[start of Data extract]
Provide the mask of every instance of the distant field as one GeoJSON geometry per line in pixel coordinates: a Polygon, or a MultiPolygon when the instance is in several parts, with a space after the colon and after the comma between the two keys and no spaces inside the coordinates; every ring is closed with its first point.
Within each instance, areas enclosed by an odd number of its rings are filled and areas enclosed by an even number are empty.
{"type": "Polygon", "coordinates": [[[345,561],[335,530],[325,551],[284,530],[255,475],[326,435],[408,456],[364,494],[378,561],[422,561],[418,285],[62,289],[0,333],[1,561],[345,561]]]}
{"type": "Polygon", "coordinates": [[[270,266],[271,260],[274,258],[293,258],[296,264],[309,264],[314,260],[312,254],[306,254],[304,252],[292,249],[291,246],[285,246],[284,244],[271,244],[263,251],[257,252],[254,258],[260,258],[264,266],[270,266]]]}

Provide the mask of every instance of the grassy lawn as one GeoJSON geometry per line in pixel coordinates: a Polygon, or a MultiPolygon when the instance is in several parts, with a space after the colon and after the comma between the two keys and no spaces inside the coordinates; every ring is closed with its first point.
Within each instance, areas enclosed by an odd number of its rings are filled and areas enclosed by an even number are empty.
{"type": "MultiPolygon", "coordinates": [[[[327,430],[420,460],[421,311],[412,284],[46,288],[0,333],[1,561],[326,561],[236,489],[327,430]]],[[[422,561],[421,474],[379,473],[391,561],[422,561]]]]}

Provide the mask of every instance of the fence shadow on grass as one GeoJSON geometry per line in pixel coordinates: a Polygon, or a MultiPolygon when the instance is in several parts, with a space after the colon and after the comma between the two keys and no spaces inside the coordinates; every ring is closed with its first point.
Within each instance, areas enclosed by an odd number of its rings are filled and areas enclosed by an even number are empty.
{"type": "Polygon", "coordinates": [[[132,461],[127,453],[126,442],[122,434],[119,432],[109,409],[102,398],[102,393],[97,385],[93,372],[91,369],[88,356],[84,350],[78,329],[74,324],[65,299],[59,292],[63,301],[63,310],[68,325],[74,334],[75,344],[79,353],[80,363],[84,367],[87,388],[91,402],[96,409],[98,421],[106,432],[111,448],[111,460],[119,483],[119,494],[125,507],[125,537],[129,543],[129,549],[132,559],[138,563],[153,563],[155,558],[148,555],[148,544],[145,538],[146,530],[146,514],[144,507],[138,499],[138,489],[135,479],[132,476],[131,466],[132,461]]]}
[end of Data extract]
-- Task instructions --
Rewrite the stretch from the line containing "Provide the mask of every instance of the fence" through the end of the data, putting "shadow of the fence on the lawn" wherever "fence shadow on grass" appears and leaving everything else unchanged.

-- Exercise solution --
Provide the mask of every instance of the shadow of the fence on the lawn as one GeoJSON geometry per line in pixel coordinates: a Polygon, or a MultiPolygon when the instance is in several parts, with a space after the colon and after the comma between the two keys and no spaces inside the coordinates; every ring is closed with its first point.
Within each instance, areas enclosed by an odd number of its rings are filled and areas enclosed by an even number are empty.
{"type": "Polygon", "coordinates": [[[132,461],[127,453],[126,442],[122,434],[119,432],[109,409],[102,398],[102,393],[97,385],[93,372],[91,369],[88,356],[84,350],[78,329],[74,324],[65,299],[59,292],[63,301],[63,310],[68,325],[74,334],[75,344],[79,353],[80,363],[84,367],[87,388],[91,402],[96,409],[98,421],[106,432],[111,448],[111,460],[119,483],[119,494],[125,507],[125,537],[129,543],[129,549],[132,559],[138,563],[153,563],[155,558],[148,555],[148,544],[145,538],[146,530],[146,514],[144,507],[138,499],[138,489],[135,479],[132,476],[131,466],[132,461]]]}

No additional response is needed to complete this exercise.